REQUIREMENT — Repeat each record exactly, skipping the pictures.

Segment Start: EXTRACTED ENTRIES

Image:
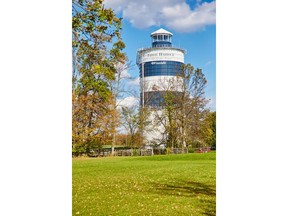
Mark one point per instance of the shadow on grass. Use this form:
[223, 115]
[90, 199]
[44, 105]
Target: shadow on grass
[206, 194]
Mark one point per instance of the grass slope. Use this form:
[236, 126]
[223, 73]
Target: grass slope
[153, 185]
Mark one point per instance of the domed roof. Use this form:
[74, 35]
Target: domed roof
[161, 31]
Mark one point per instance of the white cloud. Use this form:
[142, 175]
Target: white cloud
[177, 15]
[134, 82]
[129, 101]
[123, 70]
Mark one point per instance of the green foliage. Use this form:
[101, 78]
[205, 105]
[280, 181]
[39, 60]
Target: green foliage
[148, 185]
[97, 47]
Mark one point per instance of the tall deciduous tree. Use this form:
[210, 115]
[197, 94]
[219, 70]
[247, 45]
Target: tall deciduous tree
[97, 48]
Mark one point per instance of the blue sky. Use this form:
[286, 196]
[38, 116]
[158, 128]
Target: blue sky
[192, 23]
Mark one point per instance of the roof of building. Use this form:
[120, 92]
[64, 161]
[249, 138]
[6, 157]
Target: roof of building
[161, 31]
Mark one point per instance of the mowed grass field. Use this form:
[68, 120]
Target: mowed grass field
[152, 185]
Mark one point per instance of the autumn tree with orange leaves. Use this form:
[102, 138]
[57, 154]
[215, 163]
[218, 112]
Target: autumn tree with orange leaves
[97, 47]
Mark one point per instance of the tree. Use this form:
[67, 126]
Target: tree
[184, 109]
[131, 123]
[97, 47]
[211, 119]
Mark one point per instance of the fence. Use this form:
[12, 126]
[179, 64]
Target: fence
[142, 152]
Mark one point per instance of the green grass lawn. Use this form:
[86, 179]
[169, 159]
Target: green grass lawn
[152, 185]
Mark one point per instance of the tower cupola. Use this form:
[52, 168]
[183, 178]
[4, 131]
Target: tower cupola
[161, 38]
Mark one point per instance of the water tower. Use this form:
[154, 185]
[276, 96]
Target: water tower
[158, 66]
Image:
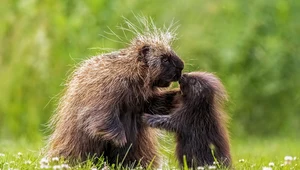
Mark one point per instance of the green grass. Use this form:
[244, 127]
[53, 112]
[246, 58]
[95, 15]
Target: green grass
[252, 153]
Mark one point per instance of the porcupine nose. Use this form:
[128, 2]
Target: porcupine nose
[182, 79]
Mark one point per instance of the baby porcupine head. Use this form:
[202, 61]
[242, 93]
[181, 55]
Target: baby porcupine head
[202, 87]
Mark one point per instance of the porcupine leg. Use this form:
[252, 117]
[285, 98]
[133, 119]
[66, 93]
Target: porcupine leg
[160, 121]
[106, 126]
[163, 103]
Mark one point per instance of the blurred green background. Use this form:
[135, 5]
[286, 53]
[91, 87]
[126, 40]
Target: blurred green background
[253, 46]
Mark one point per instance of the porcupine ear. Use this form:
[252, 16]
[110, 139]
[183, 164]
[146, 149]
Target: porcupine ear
[144, 51]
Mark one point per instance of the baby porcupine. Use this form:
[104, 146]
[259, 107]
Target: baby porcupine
[100, 111]
[199, 121]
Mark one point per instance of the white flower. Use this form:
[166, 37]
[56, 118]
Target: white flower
[27, 162]
[56, 167]
[43, 166]
[288, 158]
[65, 166]
[55, 159]
[44, 161]
[212, 167]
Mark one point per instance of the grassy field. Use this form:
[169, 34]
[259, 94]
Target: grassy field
[247, 154]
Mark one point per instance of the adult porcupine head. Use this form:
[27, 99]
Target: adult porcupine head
[100, 111]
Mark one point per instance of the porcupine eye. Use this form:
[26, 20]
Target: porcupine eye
[165, 59]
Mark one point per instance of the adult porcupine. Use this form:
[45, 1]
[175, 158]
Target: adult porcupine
[199, 121]
[100, 111]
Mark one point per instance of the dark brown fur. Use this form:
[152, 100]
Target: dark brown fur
[100, 111]
[199, 122]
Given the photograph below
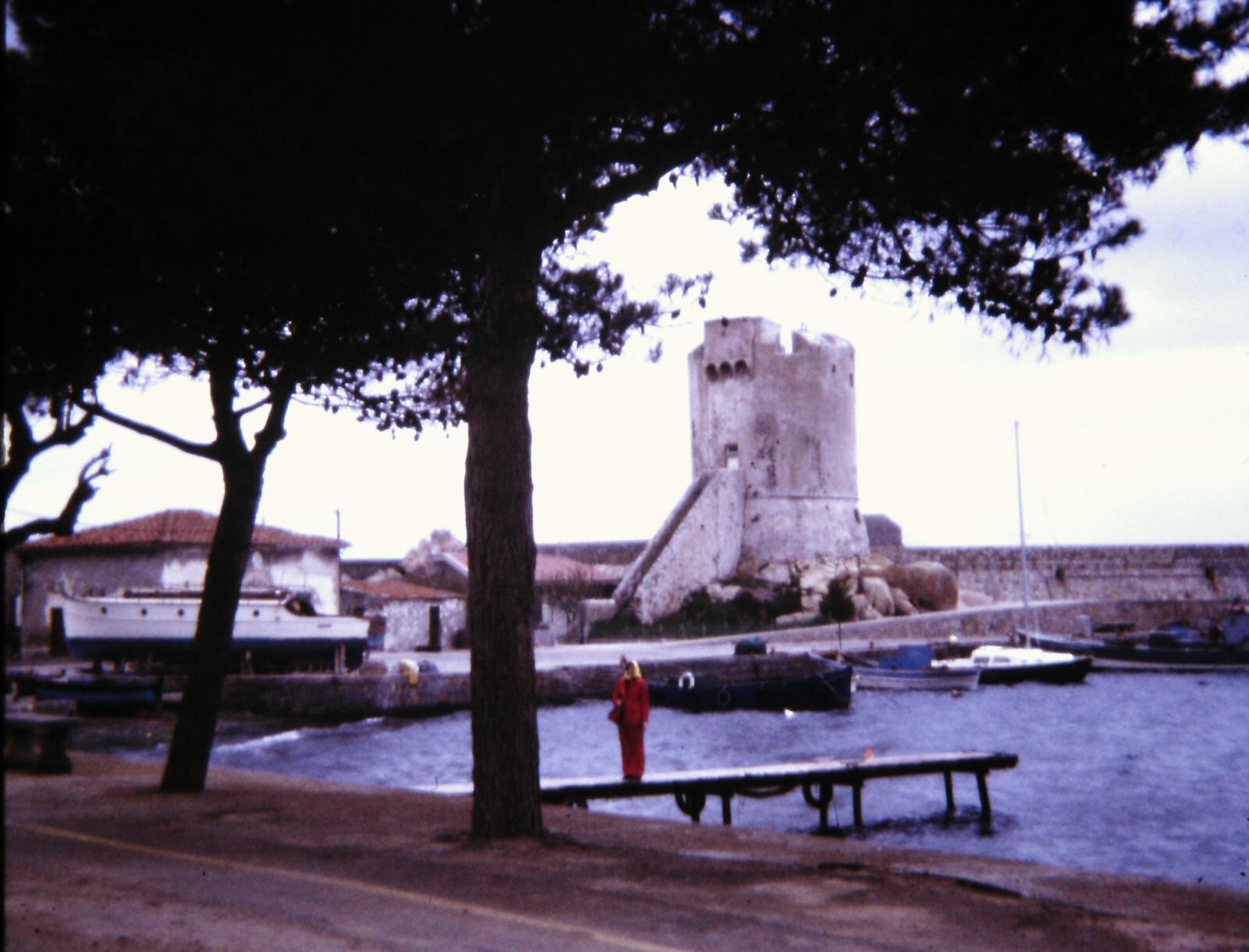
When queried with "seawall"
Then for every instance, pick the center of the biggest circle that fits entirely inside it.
(1158, 573)
(358, 696)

Segment End: EXTRACTED ENTRIES

EXPECTED ANSWER —
Image:
Mark one point per instance of the shadow on grass. Use this form:
[223, 115]
[90, 199]
[44, 105]
Target: shadow on grass
[206, 194]
Mark one point per instance of the grass slope. Use this form:
[236, 126]
[223, 73]
Target: grass slope
[153, 185]
Mark one point per instance of the domed roof. Use this form:
[74, 35]
Target: domed roof
[161, 31]
Mark one point per instance of the white cloud. Use this form:
[142, 175]
Target: white cloud
[177, 15]
[134, 82]
[129, 101]
[123, 70]
Mark one point per instance of the green foliage. Use this form:
[101, 78]
[205, 105]
[280, 181]
[39, 60]
Target: green foliage
[148, 185]
[97, 47]
Mark one point per instance of the tall deciduous tree. Use this form:
[210, 115]
[197, 94]
[219, 70]
[247, 45]
Target: tall deciduous tree
[97, 48]
Mark one point per instance of the blue sky. Use this form:
[286, 196]
[38, 116]
[158, 128]
Target: blue sky
[192, 23]
Mark one point per instance of the roof of building. Use this form:
[120, 92]
[64, 161]
[249, 138]
[6, 157]
Target: roof of building
[161, 31]
Mark one point per instance of the mowed grass field. Use this form:
[68, 120]
Target: mowed grass field
[152, 185]
Mark one point per instance of the autumn tree with orange leaves. Use this form:
[102, 138]
[57, 154]
[215, 163]
[218, 112]
Target: autumn tree with orange leaves
[97, 47]
Mark one point per instance of the tree. Use this form:
[67, 126]
Target: tree
[184, 109]
[131, 123]
[97, 47]
[211, 119]
Mark one point per instance of the fence. Use this form:
[12, 126]
[179, 64]
Target: fence
[142, 152]
Mark one point per instance of the green grass lawn. Use this form:
[86, 179]
[169, 159]
Target: green grass lawn
[152, 185]
Mark one point per instance of the tower cupola. Use this form:
[52, 168]
[183, 178]
[4, 131]
Target: tower cupola
[161, 38]
Mark one point per instance of the water tower. Use this form:
[154, 185]
[276, 96]
Target: water tower
[158, 66]
Image:
Mark one point per instance of the green grass. Use this form:
[244, 127]
[53, 112]
[246, 58]
[95, 15]
Target: green grass
[252, 153]
Mark one point per instance of the porcupine nose. Use this form:
[128, 2]
Target: porcupine nose
[182, 79]
Mark one point per instance of the baby porcupine head. Use this form:
[202, 61]
[242, 93]
[181, 55]
Target: baby porcupine head
[202, 87]
Mark one point per instance of the porcupine leg. Use this form:
[252, 117]
[285, 98]
[133, 119]
[66, 93]
Target: porcupine leg
[160, 121]
[106, 126]
[163, 103]
Mark one point per instance of the blurred green background. Use this form:
[135, 5]
[286, 53]
[91, 87]
[126, 40]
Target: blurred green background
[253, 46]
Mark one point per instance of the porcupine ear. Use this form:
[252, 16]
[110, 139]
[183, 164]
[146, 149]
Target: porcupine ear
[144, 51]
Mark one point per instance of the baby porcupine. Use this form:
[104, 146]
[259, 107]
Target: baby porcupine
[100, 111]
[199, 121]
Mark one point per instance of the white flower. Use this form:
[166, 37]
[56, 118]
Target: white flower
[27, 162]
[56, 167]
[43, 166]
[288, 158]
[65, 166]
[55, 159]
[44, 161]
[212, 167]
Mark one point per instance of the grassy field. Use this form:
[169, 34]
[259, 94]
Target: grassy field
[247, 154]
Mark one point per instance of the adult porcupine head. Use this form:
[27, 99]
Target: adult porcupine head
[100, 111]
Mark one point per instance of the porcupine eye. Use this form:
[26, 20]
Target: porcupine eye
[165, 59]
Mark one point per instance of the adult porcupine. Use this form:
[45, 1]
[175, 158]
Target: adult porcupine
[199, 121]
[100, 111]
Mark one point per instance of the dark brown fur. Use this form:
[152, 100]
Target: dark brown fur
[100, 111]
[199, 122]
Given the photograph below
When queried with "seawall"
Then for every instance, pick the center of the biggest circle that fits entirely inside it.
(1158, 573)
(358, 696)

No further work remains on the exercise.